Given data Start Marker
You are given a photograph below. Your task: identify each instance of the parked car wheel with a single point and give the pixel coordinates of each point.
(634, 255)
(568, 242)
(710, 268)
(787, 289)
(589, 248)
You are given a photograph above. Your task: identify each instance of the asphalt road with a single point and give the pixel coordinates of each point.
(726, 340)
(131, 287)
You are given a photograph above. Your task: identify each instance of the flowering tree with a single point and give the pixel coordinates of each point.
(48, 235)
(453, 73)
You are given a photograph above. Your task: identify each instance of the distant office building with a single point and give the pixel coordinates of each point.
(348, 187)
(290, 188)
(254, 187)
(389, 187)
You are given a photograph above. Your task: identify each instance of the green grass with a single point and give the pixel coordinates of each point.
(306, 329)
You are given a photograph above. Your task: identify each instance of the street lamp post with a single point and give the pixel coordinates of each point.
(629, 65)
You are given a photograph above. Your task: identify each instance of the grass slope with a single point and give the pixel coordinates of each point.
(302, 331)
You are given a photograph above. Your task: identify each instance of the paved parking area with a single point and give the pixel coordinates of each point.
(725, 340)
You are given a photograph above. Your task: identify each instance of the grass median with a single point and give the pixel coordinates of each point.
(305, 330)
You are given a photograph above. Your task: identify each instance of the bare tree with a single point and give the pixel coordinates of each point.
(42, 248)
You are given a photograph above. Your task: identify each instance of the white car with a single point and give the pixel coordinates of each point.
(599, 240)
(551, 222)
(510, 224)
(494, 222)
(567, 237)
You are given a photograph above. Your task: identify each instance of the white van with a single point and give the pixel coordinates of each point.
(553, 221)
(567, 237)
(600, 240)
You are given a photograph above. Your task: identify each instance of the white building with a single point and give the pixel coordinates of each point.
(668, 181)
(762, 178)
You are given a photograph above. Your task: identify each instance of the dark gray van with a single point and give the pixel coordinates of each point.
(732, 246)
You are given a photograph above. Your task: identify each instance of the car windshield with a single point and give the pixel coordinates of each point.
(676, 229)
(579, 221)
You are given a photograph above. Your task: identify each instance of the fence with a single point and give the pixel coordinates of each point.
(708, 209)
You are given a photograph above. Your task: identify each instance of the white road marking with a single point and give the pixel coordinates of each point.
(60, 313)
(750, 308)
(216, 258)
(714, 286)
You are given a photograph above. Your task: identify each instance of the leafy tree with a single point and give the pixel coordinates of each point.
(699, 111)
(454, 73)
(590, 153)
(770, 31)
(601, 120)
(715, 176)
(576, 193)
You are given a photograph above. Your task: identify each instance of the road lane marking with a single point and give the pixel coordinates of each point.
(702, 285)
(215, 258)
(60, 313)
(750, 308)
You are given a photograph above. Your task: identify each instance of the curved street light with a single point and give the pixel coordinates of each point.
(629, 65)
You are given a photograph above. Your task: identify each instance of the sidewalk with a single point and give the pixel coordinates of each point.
Given data End Marker
**Task item**
Reproduce every entry shown above, precisely as it stands.

**Response box**
You are given a photograph below. Your task: identify each instance of the parked car wheel with a single point and give the pixel coordinates of each point.
(634, 255)
(568, 242)
(710, 268)
(787, 289)
(589, 248)
You are given a photograph above. Your task: identify each instance of the asphalt road with a single point and give the pixel coordinates of each point.
(726, 340)
(131, 287)
You are given a photograph above. Your task: identify each instance of the flowering tree with a single point and give the pixel coordinates of each point.
(48, 235)
(453, 73)
You are given a photograph above. Your task: identify each instance of the distant office building with a single point and give the pixel coordinates of each point.
(348, 187)
(290, 188)
(254, 187)
(389, 187)
You are given a photograph above. Your task: identify each instance of the green grass with a single point and give the pixel coordinates of each point.
(306, 329)
You are given a photograph above. Your task: identify each instance of the street lamp post with a single point and give the pixel coordinates of each point.
(629, 65)
You are given a photograph above. Your task: identify each instance of the grass slope with a single point and give the pixel coordinates of each point.
(302, 331)
You are given a photograph above. Your task: identify each instance of the paved parking area with a single point and give the pixel coordinates of each point.
(725, 340)
You are given a photograph above. Your task: identify each instance of the grass median with a single point and give the pixel coordinates of each point.
(305, 330)
You are given a photograph above. Your task: identify each instance of the bare tree with a single point and give the pixel coordinates of each point.
(42, 248)
You are given a photograph above. Your task: identify each instance of the white car with a single point and give the pixel coordinates of each point.
(599, 240)
(551, 222)
(510, 224)
(494, 222)
(567, 237)
You are given a photograph above. Your task: identify each instance of the white van with a single point and give the pixel coordinates of each point.
(553, 221)
(567, 237)
(600, 240)
You are given a photograph above. Your task: identify each instance of the white building with a single point and give the pixel coordinates of each point.
(668, 181)
(762, 178)
You are given a photograph above. Your task: identify each instance of the dark gray van with a single point and give the pixel coordinates of each point.
(732, 246)
You are given a photograph above. Your task: identify each instance of the car windshield with a single point and give the pixel coordinates of each point.
(676, 229)
(579, 221)
You are given a photograph above. Your task: identify each instance of the fence with a single point and give the pixel coordinates of each point.
(708, 209)
You are given a photograph above. Your task: identify each instance of the white road marking with a single point and give the pixel coordinates of each point.
(60, 313)
(750, 308)
(216, 258)
(714, 286)
You are given a photograph above. Your task: identify each instance of the leafy tree with a single point and give the pixel coordinates of each point.
(699, 111)
(454, 73)
(590, 153)
(770, 31)
(601, 120)
(715, 176)
(576, 193)
You are given a photograph above. Your task: identify each instance of the road lane marking with a single point and give the pixel coordinates of each point.
(702, 285)
(215, 258)
(60, 313)
(750, 308)
You are given a photograph above. Your task: identify each instance of the curved street light with a single point and give the pixel coordinates of each point.
(629, 65)
You are given a photograph above. Your task: identify each instance of the sidewalk with a single point and give the pixel coordinates of each point.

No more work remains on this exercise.